AIM:
Reproduce all of the material below word for word, leaving out the pictures.

-- PROVIDED INFORMATION start --

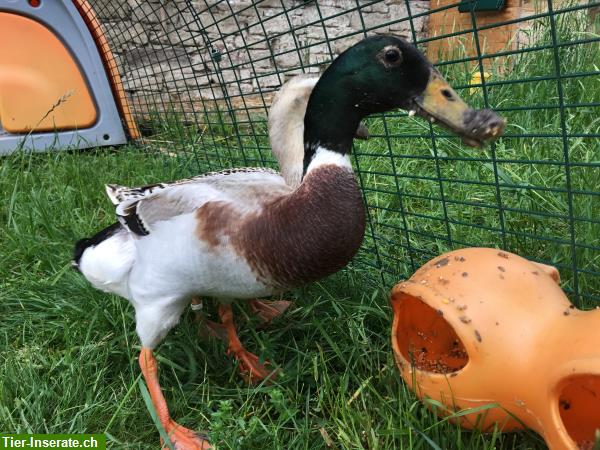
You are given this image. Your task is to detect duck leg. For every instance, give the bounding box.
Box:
[219,304,276,384]
[250,300,292,324]
[139,347,212,450]
[191,297,227,341]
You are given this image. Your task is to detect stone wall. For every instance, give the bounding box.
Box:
[90,0,429,116]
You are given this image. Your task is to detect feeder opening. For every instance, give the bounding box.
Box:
[558,375,600,450]
[394,294,469,374]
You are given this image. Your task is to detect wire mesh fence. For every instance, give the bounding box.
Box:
[85,0,600,307]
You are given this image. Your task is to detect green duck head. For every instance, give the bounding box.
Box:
[304,36,506,170]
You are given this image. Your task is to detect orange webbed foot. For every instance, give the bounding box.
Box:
[250,300,292,324]
[161,420,212,450]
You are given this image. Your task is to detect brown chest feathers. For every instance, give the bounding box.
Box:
[197,165,365,289]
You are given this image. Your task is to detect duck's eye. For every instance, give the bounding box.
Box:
[385,48,400,63]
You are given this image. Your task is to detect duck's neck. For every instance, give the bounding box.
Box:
[304,72,365,175]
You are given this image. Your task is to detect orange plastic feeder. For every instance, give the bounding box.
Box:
[391,248,600,450]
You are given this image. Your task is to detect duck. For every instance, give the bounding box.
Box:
[191,74,369,328]
[268,74,369,188]
[74,35,505,450]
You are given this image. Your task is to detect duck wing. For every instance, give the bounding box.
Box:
[106,168,291,236]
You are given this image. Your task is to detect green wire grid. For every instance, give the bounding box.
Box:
[90,0,600,307]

-- PROVIDED INFORMATION end --

WRITTEN ANSWER:
You are given this image. Your task is to detect duck leg. For every instance, give the bounding box.
Box:
[219,304,276,384]
[250,300,292,324]
[139,347,212,450]
[191,297,227,341]
You are given this image. Your task is to detect stone wall. For every instance, give the bounding box.
Box:
[90,0,429,116]
You are given this image. Your task is to detect feeder opening. For every instance, give the bounding box.
Box:
[558,375,600,450]
[394,294,469,374]
You are given this image. Your task is to detect wire mesh fence. For every instance, give the bounding box.
Box:
[85,0,600,307]
You are given this image. Your task is to detect green duck head. For every instance, give the bounding box.
Box:
[304,36,506,170]
You are given this image. Your task is to detect orange webbed foot. For every instance, give the bounding box.
Box:
[250,300,292,324]
[161,420,212,450]
You are given this image. Your task is to detect brown chest feathers. For every instance, give the bounding box.
Box:
[197,165,365,289]
You are given this image. Your task is to detect duck's eye. For every instance, give the bounding box.
Box:
[385,48,400,63]
You are given this image. Your task is to detect duck's neck. For every instance, give the bounding box.
Box:
[304,72,365,175]
You are given this image. Your task is to detect orange plastic feeder. For every instance, give the bounding box.
Box:
[391,248,600,450]
You are given this image. Your task is to detect duck. For every instance, give the bounding box.
Box:
[191,74,369,328]
[268,74,369,188]
[74,35,505,450]
You are given this image. Your task is to detect duck wing. For every instance, give the bounding box.
Box:
[106,168,291,236]
You are given this image. Your task is to detect green wire grid. For every instance, give the bounding box.
Box:
[90,0,600,307]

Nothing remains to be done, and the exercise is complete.